» **À faire**: Extrayez du listing ci-dessous toutes les lignes qui contiennent la chaîne "tire". Respectez la casse.

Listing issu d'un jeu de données
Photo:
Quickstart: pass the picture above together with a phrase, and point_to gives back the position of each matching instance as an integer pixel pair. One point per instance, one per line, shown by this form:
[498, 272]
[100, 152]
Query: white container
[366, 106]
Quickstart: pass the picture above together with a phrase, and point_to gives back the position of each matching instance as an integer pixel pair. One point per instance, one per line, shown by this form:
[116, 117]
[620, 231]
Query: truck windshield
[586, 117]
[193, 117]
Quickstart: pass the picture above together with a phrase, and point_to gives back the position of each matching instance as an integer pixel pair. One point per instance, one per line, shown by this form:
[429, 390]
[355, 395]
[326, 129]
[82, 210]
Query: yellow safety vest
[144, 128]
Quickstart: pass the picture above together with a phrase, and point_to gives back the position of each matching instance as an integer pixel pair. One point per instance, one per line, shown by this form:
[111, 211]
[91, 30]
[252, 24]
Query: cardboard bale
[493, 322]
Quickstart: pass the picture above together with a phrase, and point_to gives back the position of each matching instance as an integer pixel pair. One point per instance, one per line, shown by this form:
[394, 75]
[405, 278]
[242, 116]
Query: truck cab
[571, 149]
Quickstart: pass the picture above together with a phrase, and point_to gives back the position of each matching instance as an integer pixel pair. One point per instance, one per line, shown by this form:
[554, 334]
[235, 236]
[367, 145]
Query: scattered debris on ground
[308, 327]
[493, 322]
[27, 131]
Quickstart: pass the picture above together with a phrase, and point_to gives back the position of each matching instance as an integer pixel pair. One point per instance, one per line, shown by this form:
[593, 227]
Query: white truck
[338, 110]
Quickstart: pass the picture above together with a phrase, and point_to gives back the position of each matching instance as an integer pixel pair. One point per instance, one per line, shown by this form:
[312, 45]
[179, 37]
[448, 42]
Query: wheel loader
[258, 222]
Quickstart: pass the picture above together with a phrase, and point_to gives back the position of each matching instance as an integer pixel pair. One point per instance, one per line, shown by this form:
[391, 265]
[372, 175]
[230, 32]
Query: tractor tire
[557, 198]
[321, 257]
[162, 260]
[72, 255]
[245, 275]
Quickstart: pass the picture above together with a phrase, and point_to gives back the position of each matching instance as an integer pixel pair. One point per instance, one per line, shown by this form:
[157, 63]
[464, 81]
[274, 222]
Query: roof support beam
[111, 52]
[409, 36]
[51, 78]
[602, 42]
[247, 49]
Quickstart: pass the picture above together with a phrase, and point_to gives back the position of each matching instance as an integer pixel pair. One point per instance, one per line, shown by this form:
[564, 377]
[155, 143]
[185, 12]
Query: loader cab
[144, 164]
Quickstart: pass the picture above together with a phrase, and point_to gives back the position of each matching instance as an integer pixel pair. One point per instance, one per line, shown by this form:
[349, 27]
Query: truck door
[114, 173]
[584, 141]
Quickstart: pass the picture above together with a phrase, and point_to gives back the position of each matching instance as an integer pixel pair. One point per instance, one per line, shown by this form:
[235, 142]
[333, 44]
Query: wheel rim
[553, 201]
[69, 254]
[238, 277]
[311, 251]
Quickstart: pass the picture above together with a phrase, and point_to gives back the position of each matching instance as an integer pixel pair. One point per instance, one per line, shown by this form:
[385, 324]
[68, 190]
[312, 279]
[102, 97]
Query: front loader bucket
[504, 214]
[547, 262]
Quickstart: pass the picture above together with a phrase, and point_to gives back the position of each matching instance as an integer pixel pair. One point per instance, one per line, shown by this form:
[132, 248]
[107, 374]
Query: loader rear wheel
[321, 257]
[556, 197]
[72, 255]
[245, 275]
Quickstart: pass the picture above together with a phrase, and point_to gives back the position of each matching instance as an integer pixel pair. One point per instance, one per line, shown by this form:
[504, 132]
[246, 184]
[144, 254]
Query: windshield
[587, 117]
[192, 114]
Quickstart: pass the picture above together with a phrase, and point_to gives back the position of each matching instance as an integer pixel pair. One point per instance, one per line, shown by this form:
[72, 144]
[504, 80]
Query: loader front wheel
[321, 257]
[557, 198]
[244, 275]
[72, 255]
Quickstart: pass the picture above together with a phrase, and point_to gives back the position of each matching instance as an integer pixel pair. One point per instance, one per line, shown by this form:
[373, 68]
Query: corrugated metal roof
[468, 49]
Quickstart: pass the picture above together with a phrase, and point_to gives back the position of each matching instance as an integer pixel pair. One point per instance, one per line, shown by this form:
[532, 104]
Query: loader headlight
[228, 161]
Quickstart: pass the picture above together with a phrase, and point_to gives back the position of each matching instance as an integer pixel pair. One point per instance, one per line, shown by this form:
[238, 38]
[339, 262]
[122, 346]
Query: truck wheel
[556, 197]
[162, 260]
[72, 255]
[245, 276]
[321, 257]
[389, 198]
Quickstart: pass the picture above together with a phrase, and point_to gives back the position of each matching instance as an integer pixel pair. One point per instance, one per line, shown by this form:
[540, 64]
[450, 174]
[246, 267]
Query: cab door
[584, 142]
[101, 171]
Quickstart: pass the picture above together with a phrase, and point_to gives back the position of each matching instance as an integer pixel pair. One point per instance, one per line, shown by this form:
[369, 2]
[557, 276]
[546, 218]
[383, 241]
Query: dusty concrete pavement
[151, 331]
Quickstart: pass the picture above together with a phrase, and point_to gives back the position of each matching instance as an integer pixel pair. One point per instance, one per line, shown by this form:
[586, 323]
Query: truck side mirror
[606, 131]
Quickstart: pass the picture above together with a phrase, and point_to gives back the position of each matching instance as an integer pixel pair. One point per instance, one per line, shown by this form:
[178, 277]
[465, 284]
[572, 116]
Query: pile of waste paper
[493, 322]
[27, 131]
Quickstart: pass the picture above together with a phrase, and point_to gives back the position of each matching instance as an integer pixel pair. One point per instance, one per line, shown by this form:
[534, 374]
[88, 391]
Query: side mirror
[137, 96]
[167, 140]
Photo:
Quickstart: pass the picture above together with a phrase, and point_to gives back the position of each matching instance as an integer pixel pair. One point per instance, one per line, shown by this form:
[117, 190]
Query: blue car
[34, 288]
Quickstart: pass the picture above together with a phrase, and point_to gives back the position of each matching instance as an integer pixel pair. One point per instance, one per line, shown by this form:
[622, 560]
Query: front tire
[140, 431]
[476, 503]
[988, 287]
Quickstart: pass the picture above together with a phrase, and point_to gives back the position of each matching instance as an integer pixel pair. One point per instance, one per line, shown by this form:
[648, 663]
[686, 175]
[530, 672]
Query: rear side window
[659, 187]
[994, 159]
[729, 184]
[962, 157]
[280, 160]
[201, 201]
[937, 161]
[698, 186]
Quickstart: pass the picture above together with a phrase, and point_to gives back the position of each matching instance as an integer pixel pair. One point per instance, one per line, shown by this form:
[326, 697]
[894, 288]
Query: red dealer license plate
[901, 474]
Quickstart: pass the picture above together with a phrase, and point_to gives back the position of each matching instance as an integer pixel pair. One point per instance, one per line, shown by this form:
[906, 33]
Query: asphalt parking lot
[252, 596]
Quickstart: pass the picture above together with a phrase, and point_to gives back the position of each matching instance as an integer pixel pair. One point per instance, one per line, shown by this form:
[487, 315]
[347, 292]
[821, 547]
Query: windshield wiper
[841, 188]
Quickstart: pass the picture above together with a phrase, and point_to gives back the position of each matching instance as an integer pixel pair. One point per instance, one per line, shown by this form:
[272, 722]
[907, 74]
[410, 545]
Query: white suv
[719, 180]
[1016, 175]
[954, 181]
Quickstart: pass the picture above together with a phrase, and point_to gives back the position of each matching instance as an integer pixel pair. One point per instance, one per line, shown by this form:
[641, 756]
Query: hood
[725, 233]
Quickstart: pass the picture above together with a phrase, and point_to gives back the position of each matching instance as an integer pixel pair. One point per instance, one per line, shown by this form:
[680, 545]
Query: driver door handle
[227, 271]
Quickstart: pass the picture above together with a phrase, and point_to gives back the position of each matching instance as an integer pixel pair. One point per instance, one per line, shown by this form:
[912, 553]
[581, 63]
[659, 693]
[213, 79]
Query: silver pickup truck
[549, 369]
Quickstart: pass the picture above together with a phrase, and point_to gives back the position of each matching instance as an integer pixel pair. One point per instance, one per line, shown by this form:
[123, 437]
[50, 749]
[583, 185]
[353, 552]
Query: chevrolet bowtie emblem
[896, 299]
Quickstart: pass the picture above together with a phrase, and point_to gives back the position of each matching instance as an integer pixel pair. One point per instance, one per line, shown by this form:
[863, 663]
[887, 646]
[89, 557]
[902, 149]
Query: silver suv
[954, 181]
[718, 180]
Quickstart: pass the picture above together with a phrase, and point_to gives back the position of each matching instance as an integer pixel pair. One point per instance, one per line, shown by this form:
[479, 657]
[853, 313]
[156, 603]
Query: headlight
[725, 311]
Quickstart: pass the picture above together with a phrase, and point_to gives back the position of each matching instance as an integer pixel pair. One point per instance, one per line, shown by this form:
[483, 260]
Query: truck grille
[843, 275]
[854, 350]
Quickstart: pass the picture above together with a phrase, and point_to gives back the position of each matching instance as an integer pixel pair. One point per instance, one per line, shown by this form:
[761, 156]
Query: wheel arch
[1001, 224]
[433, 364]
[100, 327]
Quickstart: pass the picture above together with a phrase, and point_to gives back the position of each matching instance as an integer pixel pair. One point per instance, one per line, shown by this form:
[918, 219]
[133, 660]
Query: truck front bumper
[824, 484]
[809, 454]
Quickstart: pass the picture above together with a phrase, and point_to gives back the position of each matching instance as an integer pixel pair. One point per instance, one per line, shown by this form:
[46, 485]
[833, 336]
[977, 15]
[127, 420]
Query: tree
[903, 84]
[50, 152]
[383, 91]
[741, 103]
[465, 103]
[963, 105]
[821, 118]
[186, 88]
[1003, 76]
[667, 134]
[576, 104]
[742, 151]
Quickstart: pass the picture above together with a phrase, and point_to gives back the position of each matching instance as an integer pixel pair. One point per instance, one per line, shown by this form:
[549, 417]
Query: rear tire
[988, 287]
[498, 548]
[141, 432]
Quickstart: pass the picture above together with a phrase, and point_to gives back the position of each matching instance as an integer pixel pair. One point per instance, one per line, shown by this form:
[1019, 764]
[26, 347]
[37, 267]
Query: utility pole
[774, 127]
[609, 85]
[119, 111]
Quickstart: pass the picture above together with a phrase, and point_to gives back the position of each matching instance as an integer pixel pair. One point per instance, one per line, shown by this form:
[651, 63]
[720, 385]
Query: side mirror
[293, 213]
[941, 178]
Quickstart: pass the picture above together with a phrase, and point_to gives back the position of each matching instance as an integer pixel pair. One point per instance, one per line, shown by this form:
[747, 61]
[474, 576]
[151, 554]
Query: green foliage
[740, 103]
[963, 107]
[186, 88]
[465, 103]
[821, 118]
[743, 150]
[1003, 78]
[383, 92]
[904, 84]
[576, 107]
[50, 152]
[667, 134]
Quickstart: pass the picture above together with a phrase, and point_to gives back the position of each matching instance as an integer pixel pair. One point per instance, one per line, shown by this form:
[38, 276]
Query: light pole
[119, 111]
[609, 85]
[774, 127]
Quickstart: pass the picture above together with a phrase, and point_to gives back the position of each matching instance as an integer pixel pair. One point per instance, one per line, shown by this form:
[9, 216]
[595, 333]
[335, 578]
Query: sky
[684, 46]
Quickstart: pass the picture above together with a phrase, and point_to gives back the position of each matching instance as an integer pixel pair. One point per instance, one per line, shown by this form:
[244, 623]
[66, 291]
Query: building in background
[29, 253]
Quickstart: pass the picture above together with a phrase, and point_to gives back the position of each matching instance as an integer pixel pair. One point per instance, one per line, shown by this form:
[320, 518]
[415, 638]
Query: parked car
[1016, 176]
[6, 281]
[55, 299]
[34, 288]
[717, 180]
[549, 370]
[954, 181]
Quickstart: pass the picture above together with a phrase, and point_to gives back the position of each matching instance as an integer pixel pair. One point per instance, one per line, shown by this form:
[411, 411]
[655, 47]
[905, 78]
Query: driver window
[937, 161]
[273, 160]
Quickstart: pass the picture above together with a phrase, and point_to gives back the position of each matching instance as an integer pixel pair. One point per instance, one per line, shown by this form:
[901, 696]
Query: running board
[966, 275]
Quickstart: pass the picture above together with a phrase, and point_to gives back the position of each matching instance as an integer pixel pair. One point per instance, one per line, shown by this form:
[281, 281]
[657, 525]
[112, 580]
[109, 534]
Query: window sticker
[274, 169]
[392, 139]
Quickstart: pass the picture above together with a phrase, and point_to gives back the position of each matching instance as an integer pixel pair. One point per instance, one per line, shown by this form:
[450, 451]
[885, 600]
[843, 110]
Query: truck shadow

» **Réponse rédigée**:
Query: tractor tire
Query: front tire
Query: rear tire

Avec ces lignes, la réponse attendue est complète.